● **REQUIRED TASKS**
1/ From the passage on chronic inflammation, extract the stretch from "Today, probably because" through "yourself off sugar." word for word.
2/ Continue the passage on chronic inflammation, starting right after its last line.

═════ DOCUMENT EXTRACT ═════

Inflammation is the human body’s response to help repel foreign invaders and heal injuries. It is part of our immune system, and it helps us fight off infection. But when the immune system is overloaded, the body may enter into a chronic inflammatory process. Scientists now know this chronic inflammation is the underlying cause of many diseases, including cancer, heart disease, diabetes, hypertension, arthritis and others. Reducing chronic inflation in the body lowers your risk of all those diseases and helps you lose weight, feel better, and have more energy.
Today, probably because of stress, poor diet, lifestyle, and environmental and genetic factors, the immune response is activated too frequently. In a recent article in MindBodyGreen.com, Dr. Amy Shah offered 8 effective ways to prevent or reverse the problem of chronic inflammation for you and your family:
1. Wean yourself off sugar.

═════ ENTRIES SUPPLIED ═════

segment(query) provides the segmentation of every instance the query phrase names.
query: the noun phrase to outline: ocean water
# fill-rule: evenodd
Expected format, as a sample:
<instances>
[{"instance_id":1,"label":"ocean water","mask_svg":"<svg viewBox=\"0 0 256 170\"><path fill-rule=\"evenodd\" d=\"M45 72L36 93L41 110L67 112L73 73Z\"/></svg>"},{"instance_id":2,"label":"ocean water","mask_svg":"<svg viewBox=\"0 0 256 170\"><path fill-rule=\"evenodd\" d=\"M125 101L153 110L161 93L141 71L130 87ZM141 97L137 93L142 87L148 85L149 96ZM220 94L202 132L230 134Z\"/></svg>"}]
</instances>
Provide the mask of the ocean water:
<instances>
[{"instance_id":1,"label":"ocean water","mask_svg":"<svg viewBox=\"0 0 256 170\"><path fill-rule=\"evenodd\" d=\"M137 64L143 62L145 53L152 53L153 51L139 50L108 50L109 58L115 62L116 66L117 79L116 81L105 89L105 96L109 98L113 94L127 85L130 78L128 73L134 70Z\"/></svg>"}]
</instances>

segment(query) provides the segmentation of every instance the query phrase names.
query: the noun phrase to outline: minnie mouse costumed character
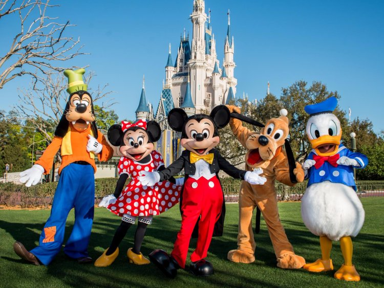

═════

● **OUTPUTS IN ORDER**
1/
Today, probably because of stress, poor diet, lifestyle, and environmental and genetic factors, the immune response is activated too frequently. In a recent article in MindBodyGreen.com, Dr. Amy Shah offered 8 effective ways to prevent or reverse the problem of chronic inflammation for you and your family:
1. Wean yourself off sugar.

2/
The average American eats about 20 teaspoons of sugar a day. Cut back to two or three spoons (10 to 15 grams) a day, and you will soon find your taste buds adjust. Use stevia or other natural sweeteners in moderation.
2. Remove inflammatory oils and fats.
Fats are important to your health. The idea of cutting back on fat for health has been proven wrong. Instead, be aware there are “good” fats and “bad” fats, and your body knows the difference. Use cold-pressed coconut and olive oil in place of soy, corn or cottonseed oil. Replace animal based fats with raw nuts and seeds, fish oil and avocados.
3. Add in stress-relieving exercise.
Exercise is valuable, but more is not always better. Some researchers now believe intense exercise may be causing an increase in inflammation. Concentrate on walking or yoga, along with optional bouts of more intense exercise, to reduce stress and inflammation.
4. Consider cutting gluten and dairy.
Shah suggests removing one or both of these food groups from your diet for four to six weeks. Gluten increases inflammation in many people, even if they are not allergic to wheat. Cow’s milk protein and casein can also cause inflammation for some. Try a one-month detox period, then gradually add back foods to see whether you develop symptoms. She offers a 3-day starter meal plan.
5. Cut back on processed foods.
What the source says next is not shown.